**Activity**
Carry the R walkthrough on predicting stroke forward, starting right after its last line, the one reporting the 95% CI.

-------- Document section --------

We first take a look at the “gender” variable to see if it is evenly distributed among our “heart_disease” variable. At a first glance, we can observe that the number of Females and Males in the data seem to be evenly distributed.
xtabs(~gender + `heart_disease`, data = data_prepared)
## heart_disease
## gender 0 1
## F 2881 113
## M 1952 163
## Other 1 0
Our next step is to partition the data into training (80%) and test (20%) in order to measure how well the models perform.
# Partition data
set.seed(123)
# create a list of 60% of the rows in the original dataset we can use for training
validation_index <- createDataPartition(data_prepared$stroke, p=0.8, list=FALSE)
# select 20% of the data for validation
# use the remaining 80% of data to training and testing the models
data_train <- data_prepared[validation_index,]
data_test <- data_prepared[-validation_index,]
We run the first decision tree model to predict “stroke” with the variable “heart_disease” below:
model1 <- rpart(stroke ~ age + avg_glucose_level + bmi,
method = "class",
data = data_test
)
rpart.plot(model1)
Switch variables to generate 2 decision trees and compare the results. In this case, I used the remaining variables in the data set
model2 <- rpart(stroke ~ smoking_status + avg_glucose_level + bmi + age ,
method = "class",
data = data_test
)
rpart.plot(model2)
Create a random forest for regression and analyze the results. For the Random forest, I will use all the attributes.
rf_model <- randomForest(as.factor(stroke) ~ smoking_status + avg_glucose_level + heart_disease + age + gender + bmi,
data = data_test)
rf_pred <- predict(rf_model, data_train)
c_matrix <- confusionMatrix(rf_pred, as.factor(data_train$stroke))
c_matrix
## Confusion Matrix and Statistics
##
## Reference
## Prediction 0 1
## 0 3890 192
## 1 5 1
##
## Accuracy : 0.9518
## 95% CI : (0.9448, 0.9582)

-------- Records --------

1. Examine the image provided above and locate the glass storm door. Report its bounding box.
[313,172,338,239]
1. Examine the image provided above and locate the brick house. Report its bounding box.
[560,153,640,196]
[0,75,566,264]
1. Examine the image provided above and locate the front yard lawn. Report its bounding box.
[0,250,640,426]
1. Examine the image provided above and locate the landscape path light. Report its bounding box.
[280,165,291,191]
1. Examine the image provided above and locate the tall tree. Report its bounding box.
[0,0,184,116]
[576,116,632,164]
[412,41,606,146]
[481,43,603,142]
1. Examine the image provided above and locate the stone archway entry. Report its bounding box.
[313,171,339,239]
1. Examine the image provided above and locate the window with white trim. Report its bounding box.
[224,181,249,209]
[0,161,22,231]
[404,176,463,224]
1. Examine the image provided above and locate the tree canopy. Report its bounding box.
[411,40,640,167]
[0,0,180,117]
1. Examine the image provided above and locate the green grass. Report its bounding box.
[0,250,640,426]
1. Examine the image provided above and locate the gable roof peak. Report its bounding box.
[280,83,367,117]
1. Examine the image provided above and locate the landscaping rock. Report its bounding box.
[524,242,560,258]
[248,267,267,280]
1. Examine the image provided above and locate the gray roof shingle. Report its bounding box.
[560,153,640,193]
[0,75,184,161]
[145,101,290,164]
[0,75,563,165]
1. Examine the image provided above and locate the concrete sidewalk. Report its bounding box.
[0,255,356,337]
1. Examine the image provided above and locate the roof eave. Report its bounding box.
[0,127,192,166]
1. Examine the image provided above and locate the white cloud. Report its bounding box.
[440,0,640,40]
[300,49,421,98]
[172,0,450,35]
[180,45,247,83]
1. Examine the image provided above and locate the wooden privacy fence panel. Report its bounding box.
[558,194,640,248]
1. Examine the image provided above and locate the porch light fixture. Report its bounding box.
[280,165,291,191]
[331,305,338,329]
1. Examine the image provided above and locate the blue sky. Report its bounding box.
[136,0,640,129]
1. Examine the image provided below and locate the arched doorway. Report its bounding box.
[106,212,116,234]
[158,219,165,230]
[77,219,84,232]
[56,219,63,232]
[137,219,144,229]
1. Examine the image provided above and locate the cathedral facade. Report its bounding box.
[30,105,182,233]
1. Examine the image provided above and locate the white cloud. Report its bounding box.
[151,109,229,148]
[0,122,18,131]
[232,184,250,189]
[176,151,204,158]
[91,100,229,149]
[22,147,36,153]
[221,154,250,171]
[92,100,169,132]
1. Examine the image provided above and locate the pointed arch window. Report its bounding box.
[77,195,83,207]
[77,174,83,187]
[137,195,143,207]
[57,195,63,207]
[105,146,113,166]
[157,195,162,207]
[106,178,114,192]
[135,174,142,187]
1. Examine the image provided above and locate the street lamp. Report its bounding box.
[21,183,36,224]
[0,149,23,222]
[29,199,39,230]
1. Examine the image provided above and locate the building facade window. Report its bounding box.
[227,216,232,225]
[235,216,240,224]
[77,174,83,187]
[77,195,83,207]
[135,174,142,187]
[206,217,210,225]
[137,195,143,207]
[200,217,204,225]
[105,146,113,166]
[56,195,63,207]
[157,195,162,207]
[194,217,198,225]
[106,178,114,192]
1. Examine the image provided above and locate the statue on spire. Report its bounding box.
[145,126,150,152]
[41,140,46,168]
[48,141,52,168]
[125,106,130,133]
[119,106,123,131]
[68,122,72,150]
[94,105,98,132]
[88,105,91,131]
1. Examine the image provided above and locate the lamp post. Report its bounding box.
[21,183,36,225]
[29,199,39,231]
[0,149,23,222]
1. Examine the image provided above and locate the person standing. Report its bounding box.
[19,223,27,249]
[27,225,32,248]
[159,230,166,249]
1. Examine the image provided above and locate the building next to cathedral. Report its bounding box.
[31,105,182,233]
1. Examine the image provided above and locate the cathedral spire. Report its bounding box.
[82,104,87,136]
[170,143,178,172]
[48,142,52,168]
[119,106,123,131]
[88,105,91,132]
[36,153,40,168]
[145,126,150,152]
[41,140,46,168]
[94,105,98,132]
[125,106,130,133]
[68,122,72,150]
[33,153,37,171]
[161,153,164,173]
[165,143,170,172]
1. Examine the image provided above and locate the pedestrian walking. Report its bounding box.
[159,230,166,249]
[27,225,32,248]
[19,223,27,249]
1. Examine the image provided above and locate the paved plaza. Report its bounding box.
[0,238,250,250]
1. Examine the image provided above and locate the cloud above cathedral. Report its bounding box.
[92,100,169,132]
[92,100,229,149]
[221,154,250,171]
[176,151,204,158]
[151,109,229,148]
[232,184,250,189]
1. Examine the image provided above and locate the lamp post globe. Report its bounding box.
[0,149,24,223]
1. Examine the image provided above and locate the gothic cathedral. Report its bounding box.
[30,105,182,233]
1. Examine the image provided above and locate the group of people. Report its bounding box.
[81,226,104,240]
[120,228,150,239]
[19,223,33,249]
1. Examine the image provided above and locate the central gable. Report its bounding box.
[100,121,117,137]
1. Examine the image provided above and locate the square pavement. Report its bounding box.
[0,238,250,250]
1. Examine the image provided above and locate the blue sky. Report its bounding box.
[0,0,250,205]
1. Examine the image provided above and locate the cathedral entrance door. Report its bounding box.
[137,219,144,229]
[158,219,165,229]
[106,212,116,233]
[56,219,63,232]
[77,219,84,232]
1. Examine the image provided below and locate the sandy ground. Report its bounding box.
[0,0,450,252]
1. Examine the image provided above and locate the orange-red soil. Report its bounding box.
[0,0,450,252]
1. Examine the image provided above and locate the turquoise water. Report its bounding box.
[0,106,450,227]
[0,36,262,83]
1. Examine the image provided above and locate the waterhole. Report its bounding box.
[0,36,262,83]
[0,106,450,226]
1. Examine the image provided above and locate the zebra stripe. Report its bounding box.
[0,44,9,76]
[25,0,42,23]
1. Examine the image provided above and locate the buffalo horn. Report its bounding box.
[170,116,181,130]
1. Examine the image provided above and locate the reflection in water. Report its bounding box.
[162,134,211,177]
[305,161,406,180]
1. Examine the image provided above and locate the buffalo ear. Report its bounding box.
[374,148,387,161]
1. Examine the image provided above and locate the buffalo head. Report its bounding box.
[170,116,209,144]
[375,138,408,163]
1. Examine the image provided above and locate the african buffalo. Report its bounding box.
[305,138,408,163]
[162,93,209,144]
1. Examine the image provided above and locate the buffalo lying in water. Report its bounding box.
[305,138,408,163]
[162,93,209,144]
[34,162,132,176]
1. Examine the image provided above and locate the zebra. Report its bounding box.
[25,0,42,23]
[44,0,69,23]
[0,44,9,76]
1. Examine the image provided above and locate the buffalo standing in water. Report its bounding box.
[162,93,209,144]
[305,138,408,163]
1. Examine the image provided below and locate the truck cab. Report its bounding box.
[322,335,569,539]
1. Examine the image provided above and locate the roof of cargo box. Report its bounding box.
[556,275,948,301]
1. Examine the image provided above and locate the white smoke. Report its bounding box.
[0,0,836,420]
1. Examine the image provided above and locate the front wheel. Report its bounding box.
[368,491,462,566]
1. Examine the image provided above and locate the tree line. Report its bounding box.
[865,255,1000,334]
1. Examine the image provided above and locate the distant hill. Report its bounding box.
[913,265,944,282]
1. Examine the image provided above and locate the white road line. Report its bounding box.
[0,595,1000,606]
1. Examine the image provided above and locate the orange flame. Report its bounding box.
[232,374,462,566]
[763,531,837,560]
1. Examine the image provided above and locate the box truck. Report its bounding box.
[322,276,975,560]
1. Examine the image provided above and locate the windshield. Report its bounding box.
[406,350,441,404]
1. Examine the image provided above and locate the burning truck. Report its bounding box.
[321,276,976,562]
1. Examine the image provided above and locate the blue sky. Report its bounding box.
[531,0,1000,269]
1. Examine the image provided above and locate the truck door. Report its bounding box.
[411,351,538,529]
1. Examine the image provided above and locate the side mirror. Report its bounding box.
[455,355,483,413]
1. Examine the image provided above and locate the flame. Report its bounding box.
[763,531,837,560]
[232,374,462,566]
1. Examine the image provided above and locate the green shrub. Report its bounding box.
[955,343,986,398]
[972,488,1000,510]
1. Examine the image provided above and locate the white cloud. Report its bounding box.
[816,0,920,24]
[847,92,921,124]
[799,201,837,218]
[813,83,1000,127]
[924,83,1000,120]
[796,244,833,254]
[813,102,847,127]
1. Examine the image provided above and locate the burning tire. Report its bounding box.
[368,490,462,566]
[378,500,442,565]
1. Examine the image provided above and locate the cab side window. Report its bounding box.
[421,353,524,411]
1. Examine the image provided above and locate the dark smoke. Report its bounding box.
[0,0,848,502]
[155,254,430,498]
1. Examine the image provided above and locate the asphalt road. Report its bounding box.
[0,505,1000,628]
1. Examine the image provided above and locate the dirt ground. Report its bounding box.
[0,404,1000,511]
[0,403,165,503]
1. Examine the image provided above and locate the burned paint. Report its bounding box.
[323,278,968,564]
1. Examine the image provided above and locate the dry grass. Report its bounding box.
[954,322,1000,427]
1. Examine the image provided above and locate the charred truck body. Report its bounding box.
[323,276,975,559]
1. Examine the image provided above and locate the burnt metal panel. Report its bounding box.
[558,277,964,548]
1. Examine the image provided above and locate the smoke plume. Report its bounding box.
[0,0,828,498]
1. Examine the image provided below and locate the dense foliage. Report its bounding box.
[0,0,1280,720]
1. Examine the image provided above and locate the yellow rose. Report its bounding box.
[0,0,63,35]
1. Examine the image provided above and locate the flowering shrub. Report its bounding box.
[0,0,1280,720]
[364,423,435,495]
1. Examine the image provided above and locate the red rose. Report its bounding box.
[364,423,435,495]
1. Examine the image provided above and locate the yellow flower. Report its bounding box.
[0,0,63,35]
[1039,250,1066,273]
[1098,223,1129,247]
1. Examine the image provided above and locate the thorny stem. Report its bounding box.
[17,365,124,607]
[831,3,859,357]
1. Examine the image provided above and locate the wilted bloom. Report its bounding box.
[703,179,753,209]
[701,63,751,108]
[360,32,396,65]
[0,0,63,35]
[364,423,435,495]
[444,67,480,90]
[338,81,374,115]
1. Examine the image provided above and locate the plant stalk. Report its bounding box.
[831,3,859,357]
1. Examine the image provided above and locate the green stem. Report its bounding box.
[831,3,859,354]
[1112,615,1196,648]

--------

**Exercise result**
## No Information Rate : 0.9528
## P-Value [Acc > NIR] : 0.6337
##
## Kappa : 0.0072
##
## Mcnemar's Test P-Value : <2e-16
##
## Sensitivity : 0.998716
## Specificity : 0.005181
## Pos Pred Value : 0.952964
## Neg Pred Value : 0.166667
## Prevalence : 0.952789
## Detection Rate : 0.951566
## Detection Prevalence : 0.998532
## Balanced Accuracy : 0.501949
##
## 'Positive' Class : 0
##
The accuracy is 95% which is a good model.
Based on real cases where decision trees went wrong, and ‘the bad & ugly’ aspects of decision trees (https://decizone.com/blog/the-good-the-bad-the-ugly-of-using-decision-trees), how can you change this perception when using the decision tree you created to solve a real problem?
This assignment demonostrated some of the pros and cons to using one algorithm to another. For example, the decision trees produced a result extremely fast but at a cost of predictive power. Random forests, on the other hand, produced a model with much greater predictive power at the cost of both computational speed and model interpretability.
Unbalanced data is not great for tree based models. To give the model a fighting chance at predicting the positive class, resampling of the data was used. I believe the most important learning from this particular project is that one Machine Learning algorithm alone is probably not going to be able to satisfy or provide all of the answers and that they should used in conjunction of other ML algorithms to correlate or validate the results.